USING THE INFORMATION:
a. Transcribe the passage of the AI and work text between "Veterinary products and" and "refine demand forecasts.", inclusive.
b. Answer these questions using the AI and work text:
(i) On what dates was MIT's AI and the Future of Work conference held?
(ii) What does IDEXX use AI to help veterinarians analyze?
(iii) What must radiologists still do when AI systems read x-ray images?

TEXT EXCERPT:
-------

A future where Artificial Intelligence (AI) renders humans largely redundant in the workplace is one view of AI’s societal impact. Another view is that although AI will redefine the concept of earning a living, the technology will liberate individuals from routine tasks and enable them to perform to much higher levels.
Both views were discussed at MIT’s AI and the Future of Work conference, on November 1-2, 2017.
Several speakers offered current examples of how AI is augmenting, not replacing, human talent.
Thomson Reuters has introduced AI technology that identifies breaking news stories on social media. But the tool has not eliminated journalists from the news reporting process. Rather, journalists use their domain expertise to analyze AI-generated stories, and spend more time on developing ideas for articles.
Veterinary products and services company IDEXX uses AI to help veterinarians analyze urine samples from animals. The system can analyze microscopic images and diagnose diseases as accurately as human specialists can. However, the system is a support tool for veterinarians – not a replacement.
Similarly, AI systems can now “read” x-ray images, but radiologists must sign off on diagnoses. Also, the technology allows radiologists to devote more time to patients.
AI is augmenting human expertise in the supply chain domain. For example, the technology’s ability to identify patterns in extremely large data sets is being used to spot data anomalies that could flag inefficiencies that need to be addressed. This super-human pattern recognition capability also is being harnessed to analyze customer buying behavior and refine demand forecasts.
As AI applications expand, the technology’s role as a support system will likely grow. Imagine, for example, advanced AI assistants in truck cabs that help drivers to meet tight delivery windows.
Still, as AI technology evolves and becomes more sophisticated, the chances are it will outgrow these support functions. Advances in deep learning – the application of neural networks that mimic the human brain to give machines high-level learning capabilities – will equip AI to take on higher order tasks. Ultimately, truck drivers will probably be replaced by self-drive trucks, for instance.
How long it will take to reach this level of sophistication is debatable – but it’s far from reality.

-------

LISTED RECORDS:
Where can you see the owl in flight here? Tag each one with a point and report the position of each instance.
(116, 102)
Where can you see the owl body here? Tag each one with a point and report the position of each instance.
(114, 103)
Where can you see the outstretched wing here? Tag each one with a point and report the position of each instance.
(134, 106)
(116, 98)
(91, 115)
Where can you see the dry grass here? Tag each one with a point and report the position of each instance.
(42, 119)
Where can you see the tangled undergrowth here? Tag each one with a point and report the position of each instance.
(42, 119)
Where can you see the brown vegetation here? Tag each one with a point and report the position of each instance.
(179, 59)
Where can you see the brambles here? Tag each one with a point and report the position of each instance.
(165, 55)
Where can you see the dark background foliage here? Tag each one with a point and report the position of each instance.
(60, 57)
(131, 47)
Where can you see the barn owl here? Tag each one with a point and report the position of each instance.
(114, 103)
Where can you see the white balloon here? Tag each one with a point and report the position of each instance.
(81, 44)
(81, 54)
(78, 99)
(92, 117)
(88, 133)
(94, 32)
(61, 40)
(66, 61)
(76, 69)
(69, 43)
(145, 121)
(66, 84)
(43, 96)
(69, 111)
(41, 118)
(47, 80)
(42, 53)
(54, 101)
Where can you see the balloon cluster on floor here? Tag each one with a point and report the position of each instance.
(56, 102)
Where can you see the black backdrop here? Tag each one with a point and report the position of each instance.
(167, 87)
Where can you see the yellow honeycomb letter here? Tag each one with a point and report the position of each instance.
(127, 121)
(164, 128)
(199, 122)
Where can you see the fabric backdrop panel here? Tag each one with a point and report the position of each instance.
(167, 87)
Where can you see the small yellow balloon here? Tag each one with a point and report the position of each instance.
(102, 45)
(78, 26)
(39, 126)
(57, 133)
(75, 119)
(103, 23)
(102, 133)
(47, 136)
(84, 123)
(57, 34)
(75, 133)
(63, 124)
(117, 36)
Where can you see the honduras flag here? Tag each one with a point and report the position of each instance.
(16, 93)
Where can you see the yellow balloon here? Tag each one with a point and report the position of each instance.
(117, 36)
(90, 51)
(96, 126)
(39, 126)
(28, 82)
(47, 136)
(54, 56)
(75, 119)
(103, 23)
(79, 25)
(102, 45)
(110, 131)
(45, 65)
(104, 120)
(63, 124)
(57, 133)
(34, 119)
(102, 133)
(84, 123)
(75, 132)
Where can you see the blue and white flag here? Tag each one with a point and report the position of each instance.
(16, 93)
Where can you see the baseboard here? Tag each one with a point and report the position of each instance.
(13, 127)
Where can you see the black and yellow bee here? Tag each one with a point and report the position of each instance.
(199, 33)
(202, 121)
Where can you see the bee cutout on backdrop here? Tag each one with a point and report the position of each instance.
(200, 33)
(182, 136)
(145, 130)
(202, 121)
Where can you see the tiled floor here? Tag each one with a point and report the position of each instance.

-------

RESPONSES TO THE TASKS:
a.
Veterinary products and services company IDEXX uses AI to help veterinarians analyze urine samples from animals. The system can analyze microscopic images and diagnose diseases as accurately as human specialists can. However, the system is a support tool for veterinarians – not a replacement.
Similarly, AI systems can now “read” x-ray images, but radiologists must sign off on diagnoses. Also, the technology allows radiologists to devote more time to patients.
AI is augmenting human expertise in the supply chain domain. For example, the technology’s ability to identify patterns in extremely large data sets is being used to spot data anomalies that could flag inefficiencies that need to be addressed. This super-human pattern recognition capability also is being harnessed to analyze customer buying behavior and refine demand forecasts.

b.
(i) November 1-2, 2017
(ii) Urine samples from animals
(iii) Sign off on diagnoses